• [Problem to solve] Start to finish, repeat the records exactly.

Stored items:
● ● ● ● ●

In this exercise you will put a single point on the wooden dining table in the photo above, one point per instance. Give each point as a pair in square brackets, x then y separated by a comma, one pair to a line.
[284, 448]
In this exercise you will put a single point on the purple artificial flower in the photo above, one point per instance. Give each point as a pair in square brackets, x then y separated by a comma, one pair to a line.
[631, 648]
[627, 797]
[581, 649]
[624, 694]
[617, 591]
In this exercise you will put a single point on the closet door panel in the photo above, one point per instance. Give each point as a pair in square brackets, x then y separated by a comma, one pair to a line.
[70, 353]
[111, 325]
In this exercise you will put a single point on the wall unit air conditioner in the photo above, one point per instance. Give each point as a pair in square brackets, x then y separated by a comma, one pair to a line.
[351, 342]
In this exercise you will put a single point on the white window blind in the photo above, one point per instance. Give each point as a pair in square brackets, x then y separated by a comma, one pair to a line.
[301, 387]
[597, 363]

● ● ● ● ●

• [Worked solution]
In this exercise you will put a single point on the wooden dining table in the photo above, one point per instance. Give each point as a pair in square brackets, x then y separated by a comma, one pair to a line.
[284, 448]
In this exercise you will put a single point on the purple artificial flower in the photo above, one point per instance. Give each point as a pair in square brackets, x then y separated by a comma, one pair to a line.
[631, 648]
[627, 797]
[581, 649]
[624, 694]
[617, 591]
In this exercise you will put a single point on the closet door panel in the photo above, one point per instance. Give each point as a pair in square brackets, x then y separated by a comma, one pair to a line.
[70, 353]
[111, 325]
In this exercise you will put a single point on the wall unit air conditioner in the photo above, one point per instance. Give each point as a pair in square brackets, x then y separated by a comma, one pair to a line.
[351, 342]
In this exercise you will put a single point on the white window blind in the photo above, one point per instance. Give each point as a pair in square brackets, x then y separated by a comma, one pair to a line.
[301, 387]
[597, 363]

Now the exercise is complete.